TASK INSTRUCTIONS: All records are to be retyped faithfully and completely.

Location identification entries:
━━━━━━━━━━

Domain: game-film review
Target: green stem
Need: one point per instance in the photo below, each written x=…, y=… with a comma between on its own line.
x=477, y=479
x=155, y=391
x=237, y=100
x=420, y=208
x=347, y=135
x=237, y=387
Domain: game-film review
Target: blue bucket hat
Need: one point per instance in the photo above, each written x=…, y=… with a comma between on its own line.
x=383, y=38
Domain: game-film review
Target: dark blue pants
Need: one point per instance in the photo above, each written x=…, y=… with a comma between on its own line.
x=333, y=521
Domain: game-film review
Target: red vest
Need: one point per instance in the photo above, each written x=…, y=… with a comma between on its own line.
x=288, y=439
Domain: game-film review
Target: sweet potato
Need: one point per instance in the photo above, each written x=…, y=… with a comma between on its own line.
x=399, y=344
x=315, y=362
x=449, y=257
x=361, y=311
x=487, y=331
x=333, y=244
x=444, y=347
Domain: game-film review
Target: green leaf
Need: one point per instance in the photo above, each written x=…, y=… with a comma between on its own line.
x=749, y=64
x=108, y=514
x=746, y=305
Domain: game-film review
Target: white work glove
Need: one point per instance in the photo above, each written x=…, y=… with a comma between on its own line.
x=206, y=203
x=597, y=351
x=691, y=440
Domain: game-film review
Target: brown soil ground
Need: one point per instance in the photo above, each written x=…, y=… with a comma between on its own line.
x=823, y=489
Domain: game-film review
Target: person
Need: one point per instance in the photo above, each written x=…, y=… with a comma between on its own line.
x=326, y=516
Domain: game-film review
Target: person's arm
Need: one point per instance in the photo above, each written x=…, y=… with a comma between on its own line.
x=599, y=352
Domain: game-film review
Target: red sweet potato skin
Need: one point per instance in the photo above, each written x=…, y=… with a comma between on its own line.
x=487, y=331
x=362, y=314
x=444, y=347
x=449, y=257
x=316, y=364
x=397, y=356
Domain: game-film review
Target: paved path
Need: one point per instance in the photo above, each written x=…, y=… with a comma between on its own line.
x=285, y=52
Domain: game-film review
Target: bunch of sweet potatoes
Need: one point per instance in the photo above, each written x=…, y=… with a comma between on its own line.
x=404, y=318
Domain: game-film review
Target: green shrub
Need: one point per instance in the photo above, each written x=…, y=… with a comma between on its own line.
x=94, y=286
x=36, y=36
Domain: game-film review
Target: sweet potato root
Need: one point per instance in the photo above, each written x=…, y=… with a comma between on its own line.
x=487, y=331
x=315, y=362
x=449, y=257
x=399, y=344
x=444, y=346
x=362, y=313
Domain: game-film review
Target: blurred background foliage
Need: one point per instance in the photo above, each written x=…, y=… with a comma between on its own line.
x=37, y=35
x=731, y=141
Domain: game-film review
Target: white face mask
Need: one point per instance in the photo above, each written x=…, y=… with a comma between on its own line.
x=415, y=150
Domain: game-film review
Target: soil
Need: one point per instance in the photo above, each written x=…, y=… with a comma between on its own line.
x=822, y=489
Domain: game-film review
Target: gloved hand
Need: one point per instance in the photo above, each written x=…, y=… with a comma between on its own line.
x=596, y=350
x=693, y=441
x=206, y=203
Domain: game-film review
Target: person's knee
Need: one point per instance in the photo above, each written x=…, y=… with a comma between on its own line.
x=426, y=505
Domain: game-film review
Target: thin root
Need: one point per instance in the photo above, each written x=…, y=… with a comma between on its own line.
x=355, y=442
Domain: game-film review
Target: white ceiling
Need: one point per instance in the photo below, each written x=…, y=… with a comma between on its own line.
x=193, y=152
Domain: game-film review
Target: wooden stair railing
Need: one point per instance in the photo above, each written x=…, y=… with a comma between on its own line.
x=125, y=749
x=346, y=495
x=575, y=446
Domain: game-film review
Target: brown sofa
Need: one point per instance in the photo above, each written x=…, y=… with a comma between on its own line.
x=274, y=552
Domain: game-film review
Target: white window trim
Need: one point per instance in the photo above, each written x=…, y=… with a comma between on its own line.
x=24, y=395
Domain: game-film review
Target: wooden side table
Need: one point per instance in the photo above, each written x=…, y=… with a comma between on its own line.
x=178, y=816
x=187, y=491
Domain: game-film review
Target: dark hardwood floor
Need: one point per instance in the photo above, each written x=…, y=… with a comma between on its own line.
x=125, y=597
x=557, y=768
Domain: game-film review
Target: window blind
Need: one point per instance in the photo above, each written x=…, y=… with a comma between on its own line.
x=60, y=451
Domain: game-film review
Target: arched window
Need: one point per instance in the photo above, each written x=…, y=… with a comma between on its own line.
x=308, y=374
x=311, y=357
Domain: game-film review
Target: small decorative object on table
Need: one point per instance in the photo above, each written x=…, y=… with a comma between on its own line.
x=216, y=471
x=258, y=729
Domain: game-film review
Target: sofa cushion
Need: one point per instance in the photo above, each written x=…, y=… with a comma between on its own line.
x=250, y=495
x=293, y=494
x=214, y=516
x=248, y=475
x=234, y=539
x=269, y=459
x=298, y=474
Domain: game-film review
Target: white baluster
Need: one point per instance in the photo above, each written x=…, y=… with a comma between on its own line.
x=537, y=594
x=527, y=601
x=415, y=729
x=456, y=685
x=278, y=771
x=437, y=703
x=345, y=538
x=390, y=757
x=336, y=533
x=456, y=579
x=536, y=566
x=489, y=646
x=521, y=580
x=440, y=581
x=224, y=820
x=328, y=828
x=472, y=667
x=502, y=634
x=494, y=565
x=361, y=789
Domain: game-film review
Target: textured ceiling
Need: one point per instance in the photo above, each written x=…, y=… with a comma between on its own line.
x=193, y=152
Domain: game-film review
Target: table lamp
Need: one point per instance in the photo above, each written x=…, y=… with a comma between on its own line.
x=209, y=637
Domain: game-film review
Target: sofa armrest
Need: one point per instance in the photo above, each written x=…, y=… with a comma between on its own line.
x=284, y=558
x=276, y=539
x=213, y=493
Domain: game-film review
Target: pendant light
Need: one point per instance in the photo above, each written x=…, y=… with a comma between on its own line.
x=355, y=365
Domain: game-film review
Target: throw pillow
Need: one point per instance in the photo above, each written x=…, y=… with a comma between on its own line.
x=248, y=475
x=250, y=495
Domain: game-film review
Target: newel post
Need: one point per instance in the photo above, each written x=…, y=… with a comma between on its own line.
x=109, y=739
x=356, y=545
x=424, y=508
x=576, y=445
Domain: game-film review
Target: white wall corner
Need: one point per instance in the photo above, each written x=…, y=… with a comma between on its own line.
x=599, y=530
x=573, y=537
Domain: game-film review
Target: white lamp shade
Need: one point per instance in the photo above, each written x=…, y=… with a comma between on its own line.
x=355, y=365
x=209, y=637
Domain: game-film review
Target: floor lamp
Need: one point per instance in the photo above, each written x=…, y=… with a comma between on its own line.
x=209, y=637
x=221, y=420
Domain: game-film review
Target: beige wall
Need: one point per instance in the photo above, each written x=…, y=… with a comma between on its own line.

━━━━━━━━━━

TASK OUTPUT:
Domain: game-film review
Target: green stem
Need: one point per instance in the photo below, each written x=…, y=… with a comma between on its own line.
x=477, y=479
x=155, y=391
x=237, y=100
x=420, y=208
x=347, y=135
x=237, y=387
Domain: game-film review
Target: blue bucket hat
Need: one point per instance in the photo above, each written x=…, y=… with a comma between on its own line.
x=383, y=38
Domain: game-film review
Target: dark blue pants
Need: one point per instance in the photo above, each written x=…, y=… with a comma between on its own line.
x=333, y=521
Domain: game-film review
Target: red vest
Need: one point per instance in the photo above, each written x=…, y=… with a comma between on its own line.
x=288, y=439
Domain: game-film review
Target: sweet potato
Need: one point per instance in the photo above, each written x=…, y=… with a comma between on its own line.
x=399, y=344
x=315, y=362
x=449, y=257
x=361, y=311
x=487, y=331
x=333, y=244
x=444, y=347
Domain: game-film review
Target: green leaf
Need: one point per instance in the photo above, each written x=…, y=… with a comma between on its own line.
x=749, y=64
x=108, y=514
x=746, y=305
Domain: game-film review
Target: white work glove
Need: one point per instance in the photo above, each written x=…, y=… with a comma between on its own line.
x=206, y=203
x=597, y=351
x=691, y=440
Domain: game-film review
Target: brown soil ground
Need: one point per instance in the photo above, each written x=…, y=… with a comma between on its own line.
x=823, y=489
Domain: game-film review
Target: person
Need: one point per instance in the photo above, each written x=…, y=… with a comma between on its own line.
x=326, y=516
Domain: game-film review
Target: person's arm
Need: one point per instance in the photo above, each written x=…, y=… with a comma between on its own line.
x=599, y=352
Domain: game-film review
Target: red sweet potato skin
Need: one point per instance in the photo above, each written x=…, y=… with a comma between on its own line.
x=487, y=331
x=362, y=314
x=444, y=347
x=449, y=257
x=316, y=364
x=397, y=356
Domain: game-film review
Target: paved path
Need: one point per instance in the photo above, each written x=…, y=… with a comma between on its own line.
x=285, y=52
Domain: game-film review
Target: bunch of sweet potatoes
Need: one point per instance in the photo above, each written x=…, y=… with a comma between on its own line.
x=404, y=318
Domain: game-film review
Target: green shrub
Need: one point per instance in the photo above, each written x=…, y=… with a comma between on its own line.
x=94, y=286
x=36, y=36
Domain: game-film review
Target: sweet potato root
Need: one point per instance in the photo above, each written x=…, y=… with a comma between on its own line.
x=487, y=331
x=315, y=362
x=449, y=257
x=399, y=344
x=444, y=346
x=362, y=313
Domain: game-film review
Target: blurred background foliage
Need: one point per instance in the photo above, each written x=…, y=… with a comma between on its own line.
x=37, y=35
x=731, y=141
Domain: game-film review
Target: white face mask
Need: one point per instance in the photo above, each written x=…, y=… with a comma between on its own line.
x=415, y=150
Domain: game-film review
Target: soil
Need: one point per instance in the photo above, each written x=…, y=… with a comma between on its own line.
x=822, y=489
Domain: game-film review
Target: gloved hand
Need: one point per instance in the photo above, each written x=…, y=… with a comma between on its own line.
x=596, y=350
x=693, y=441
x=206, y=203
Domain: game-film review
Target: person's knee
Need: one point per instance in the photo above, each written x=…, y=… with a comma between on its own line.
x=426, y=505
Domain: game-film review
Target: thin root
Need: one point per instance in the photo above, each written x=…, y=… with a comma between on its own line.
x=355, y=442
Domain: game-film review
Target: white ceiling
Need: one point per instance in the photo below, each written x=…, y=… with a comma between on its own line.
x=193, y=152
Domain: game-film review
Target: wooden stair railing
Need: one point per instance in the photo above, each written x=…, y=… with a comma between on its own line.
x=125, y=749
x=346, y=495
x=575, y=446
Domain: game-film review
Target: brown sofa
Need: one point per instance in the photo above, each written x=…, y=… with a comma between on its own line.
x=274, y=552
Domain: game-film review
Target: white window trim
Need: one point per instance in the photo above, each written x=…, y=… with a comma between on its own line.
x=24, y=395
Domain: game-film review
Target: wooden side table
Need: one point per instance in the photo above, each written x=…, y=… with a comma between on its own line.
x=178, y=816
x=187, y=491
Domain: game-film review
Target: dark hardwood floor
Need: one point per instance in the photo above, each written x=…, y=… with a comma between on its own line.
x=125, y=597
x=557, y=768
Domain: game-film review
Target: window blind
Need: one point per instance in the photo above, each written x=…, y=… with a comma between on its own line.
x=60, y=451
Domain: game-film review
Target: arched window
Need: one point per instance in the photo above, each written x=…, y=… with a comma between on its own line.
x=308, y=374
x=311, y=357
Domain: game-film review
Target: small decorative object on table
Need: one point per instance in the photo above, each written x=…, y=… with a comma between on its own line.
x=216, y=471
x=258, y=729
Domain: game-film review
Target: sofa cushion
Need: one point per instance in the photo above, each written x=…, y=… with a comma between on its own line.
x=250, y=495
x=293, y=494
x=214, y=516
x=248, y=475
x=234, y=539
x=269, y=459
x=298, y=474
Domain: game-film review
Target: white baluster
Need: one point per instance in the photo above, each written x=…, y=… with a comma between on its own line.
x=537, y=594
x=527, y=601
x=415, y=729
x=456, y=685
x=278, y=771
x=437, y=703
x=345, y=538
x=390, y=757
x=336, y=533
x=456, y=579
x=536, y=566
x=489, y=646
x=521, y=580
x=440, y=581
x=224, y=820
x=328, y=828
x=472, y=667
x=502, y=634
x=494, y=565
x=361, y=789
Domain: game-film review
Target: textured ceiling
Need: one point per instance in the photo above, each written x=…, y=… with a comma between on its own line.
x=193, y=152
Domain: game-film review
Target: table lamp
Need: one point per instance in the photo above, each written x=…, y=… with a comma between on its own line.
x=209, y=637
Domain: game-film review
Target: sofa armrest
Need: one point per instance in the photo above, each written x=…, y=… with a comma between on its own line.
x=284, y=558
x=276, y=539
x=213, y=493
Domain: game-film review
Target: pendant light
Need: one point per instance in the photo above, each written x=…, y=… with a comma between on its own line.
x=355, y=365
Domain: game-film review
Target: throw pillow
Need: one point per instance in the photo above, each written x=…, y=… with a comma between on its own line.
x=248, y=475
x=250, y=495
Domain: game-film review
Target: newel post
Need: one point per instance in the photo above, each written x=…, y=… with a comma between on its own line.
x=109, y=739
x=356, y=545
x=424, y=508
x=576, y=445
Domain: game-film review
Target: white wall corner
Need: one point per instance in the photo above, each written x=…, y=… with a comma between on its own line.
x=599, y=530
x=573, y=537
Domain: game-film review
Target: white lamp shade
Need: one point per instance in the photo above, each written x=…, y=… with a comma between on its own line.
x=355, y=365
x=209, y=637
Domain: game-film review
Target: floor lamp
Need: one point per instance in the photo above, each written x=…, y=… with a comma between on its own line.
x=209, y=637
x=221, y=420
Domain: game-film review
Target: beige wall
Need: one point per instance in the photo above, each written x=…, y=… with a comma between on its own line.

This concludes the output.